● EXERCISES TO COMPLETE
**1)** Please extract the passage of the secondaries article from "Will we see" to "It’s quite conceivable.".
**2)** In the secondaries article, which charity was the London dinner held in support of?
**3)** Summarize the secondaries article in two sentences.

● PAGE
——
When secondaries buyers from the UK and Europe gathered in London last month for a dinner organised by advisory firm Setter Capital and Willowridge spin-out Kline Hill Partners, three things were on the menu: steak, Samuel Adams beer and provocative conversation about the secondaries market.
Attendees at the dinner, which was held in support of charity Canadian Food for Children, were asked to throw out bold, provocative statements on the secondaries industry. They were designed as conversation starters, but I thought I’d take a few ‘out to the market’ and share what my sources had to say.
The secondaries market will grow to $100 billion in annual deal volume in the next decade
This would represent a more than doubling of the $42 billion peak recorded in 2014, which isn’t really feasible, according to one source I spoke to. He points to the churn rate – the proportion of any given fund vintage that has been sold on the secondaries market – and this would have to grow to over 20 percent to reach $100 billion in annual deal volume.
Of course, churn rates could stay the same and the size of the primary market could double. Is that possible? “Anything’s possible,” said one source.
The largest players will go public
There are already large listed firms with secondaries operations such as Partners Group, Blackstone and Carlyle, but pure secondaries firms might face some tough challenges if they want to IPO as they lack enough diversification for the markets, one source told me.
Will we see the likes of Ardian, which invests across a pretty wide range of asset classes and strategies, listing on the New York or London bourses? It’s quite conceivable.
“Like in private equity, at some point the founders will want to get liquidity for their stakes,” the managing director at an advisory firm told me. Secondaries firms have grown a lot and it’s nearly impossible for other partners in the firm to buy out the founder, so going public is one way of getting liquidity, as the likes of KKR and Apollo have done.
A quarter of secondaries firms will raise smaller successor funds and slowly disappear
With record levels of dry powder and the mega-firms raising ever larger funds, the secondaries sector is becoming increasingly competitive, and firms eventually winding down – or even becoming one of the ‘zombies’ many secondaries buyers see as a restructuring opportunity – is possible, sources told me.
——
● PROVIDED MATERIAL
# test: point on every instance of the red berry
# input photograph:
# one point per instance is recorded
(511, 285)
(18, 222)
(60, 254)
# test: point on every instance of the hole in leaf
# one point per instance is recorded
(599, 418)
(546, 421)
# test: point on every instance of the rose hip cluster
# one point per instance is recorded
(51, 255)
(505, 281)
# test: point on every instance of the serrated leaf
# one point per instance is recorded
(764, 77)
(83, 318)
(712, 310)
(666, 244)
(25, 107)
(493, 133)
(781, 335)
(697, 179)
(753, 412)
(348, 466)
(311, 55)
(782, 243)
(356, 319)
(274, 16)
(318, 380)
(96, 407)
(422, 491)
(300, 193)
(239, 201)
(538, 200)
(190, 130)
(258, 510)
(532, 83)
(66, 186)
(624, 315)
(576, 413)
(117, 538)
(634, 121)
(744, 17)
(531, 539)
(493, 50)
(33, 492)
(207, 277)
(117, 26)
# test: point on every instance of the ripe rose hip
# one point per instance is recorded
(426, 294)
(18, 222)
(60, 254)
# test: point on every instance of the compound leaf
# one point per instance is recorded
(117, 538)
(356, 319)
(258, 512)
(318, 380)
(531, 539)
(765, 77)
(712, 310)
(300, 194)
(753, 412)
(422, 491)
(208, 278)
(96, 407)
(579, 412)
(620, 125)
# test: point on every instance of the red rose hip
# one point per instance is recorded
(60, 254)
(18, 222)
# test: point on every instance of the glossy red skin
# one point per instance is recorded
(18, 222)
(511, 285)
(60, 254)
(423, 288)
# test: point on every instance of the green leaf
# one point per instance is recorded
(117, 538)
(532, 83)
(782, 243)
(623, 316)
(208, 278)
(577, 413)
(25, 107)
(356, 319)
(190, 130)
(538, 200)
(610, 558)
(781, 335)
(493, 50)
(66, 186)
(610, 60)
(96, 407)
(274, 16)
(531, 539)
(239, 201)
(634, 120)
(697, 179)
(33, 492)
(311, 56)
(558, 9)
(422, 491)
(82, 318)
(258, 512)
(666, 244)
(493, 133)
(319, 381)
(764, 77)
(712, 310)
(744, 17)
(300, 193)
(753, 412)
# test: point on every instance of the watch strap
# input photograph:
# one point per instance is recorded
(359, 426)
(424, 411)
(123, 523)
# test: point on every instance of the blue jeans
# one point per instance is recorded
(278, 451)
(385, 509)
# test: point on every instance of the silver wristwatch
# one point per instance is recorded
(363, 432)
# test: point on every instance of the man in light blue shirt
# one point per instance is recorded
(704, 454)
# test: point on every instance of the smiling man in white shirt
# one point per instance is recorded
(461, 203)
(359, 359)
——
● SOLUTIONS TO EACH TASK
**1)**
Will we see the likes of Ardian, which invests across a pretty wide range of asset classes and strategies, listing on the New York or London bourses? It’s quite conceivable.

**2)** Canadian Food for Children.

**3)** At a London dinner organized by Setter Capital and Kline Hill Partners, secondaries buyers were asked to make bold statements about the secondaries market, and several of those statements were put to sources. Sources doubted that annual deal volume could reach $100 billion within a decade, suggested the largest firms could go public as founders seek liquidity, and said some firms could wind down as competition grows.